◆ What you need to do ◆
Return exactly the lines that run from the one with "Question. Indicate one point for each instance of the blue" to the last line of the entries below, both included, and nothing else.

◆ Source material ◆
☆ ☆ ☆
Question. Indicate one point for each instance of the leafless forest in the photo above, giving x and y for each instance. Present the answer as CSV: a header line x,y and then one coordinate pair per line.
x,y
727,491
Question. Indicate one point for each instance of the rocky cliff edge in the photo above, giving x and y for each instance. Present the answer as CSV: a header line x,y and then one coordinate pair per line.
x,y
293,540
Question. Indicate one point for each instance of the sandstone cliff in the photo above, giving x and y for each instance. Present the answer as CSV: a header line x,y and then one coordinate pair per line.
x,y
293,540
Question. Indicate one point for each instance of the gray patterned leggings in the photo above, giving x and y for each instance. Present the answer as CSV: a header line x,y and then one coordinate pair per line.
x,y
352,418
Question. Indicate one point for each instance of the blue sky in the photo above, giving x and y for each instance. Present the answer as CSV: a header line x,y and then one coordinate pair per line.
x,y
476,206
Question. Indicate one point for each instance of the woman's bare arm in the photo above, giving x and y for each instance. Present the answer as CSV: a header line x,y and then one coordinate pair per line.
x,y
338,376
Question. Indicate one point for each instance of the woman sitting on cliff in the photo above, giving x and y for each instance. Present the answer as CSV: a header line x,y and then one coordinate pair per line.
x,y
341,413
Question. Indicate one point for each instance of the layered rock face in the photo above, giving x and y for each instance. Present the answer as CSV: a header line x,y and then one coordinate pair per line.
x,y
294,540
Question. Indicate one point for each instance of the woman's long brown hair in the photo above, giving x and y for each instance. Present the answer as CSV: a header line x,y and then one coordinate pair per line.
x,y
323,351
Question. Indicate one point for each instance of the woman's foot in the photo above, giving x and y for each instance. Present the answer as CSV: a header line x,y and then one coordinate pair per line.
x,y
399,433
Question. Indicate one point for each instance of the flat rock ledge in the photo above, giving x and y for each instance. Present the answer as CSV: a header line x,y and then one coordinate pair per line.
☆ ☆ ☆
◆ Response ◆
Question. Indicate one point for each instance of the blue sky in the photo above, giving x and y for each instance. Present the answer as CSV: a header line x,y and then one coordinate pair per line.
x,y
476,206
Question. Indicate one point for each instance of the woman's bare arm in the photo above, giving x and y for each instance. Present the answer as CSV: a header line x,y and then one coordinate pair per line.
x,y
338,376
Question. Indicate one point for each instance of the woman sitting on cliff in the photo above, giving x and y for each instance. Present the answer as CSV: a header line x,y and then one coordinate pair per line.
x,y
341,413
Question. Indicate one point for each instance of the layered rock face in the photo above, giving x and y for each instance. Present the answer as CSV: a header line x,y and then one coordinate pair per line.
x,y
294,540
Question. Indicate one point for each instance of the woman's long brown hair in the photo above, giving x and y for each instance. Present the answer as CSV: a header line x,y and then one coordinate pair per line.
x,y
323,351
Question. Indicate one point for each instance of the woman's foot in the photo above, giving x and y for each instance. Present the answer as CSV: a header line x,y and then one coordinate pair per line.
x,y
399,433
Question. Indicate one point for each instance of the flat rock ledge in the photo above, giving x and y for each instance. Present the answer as CSV: a header line x,y and then one coordinate pair per line.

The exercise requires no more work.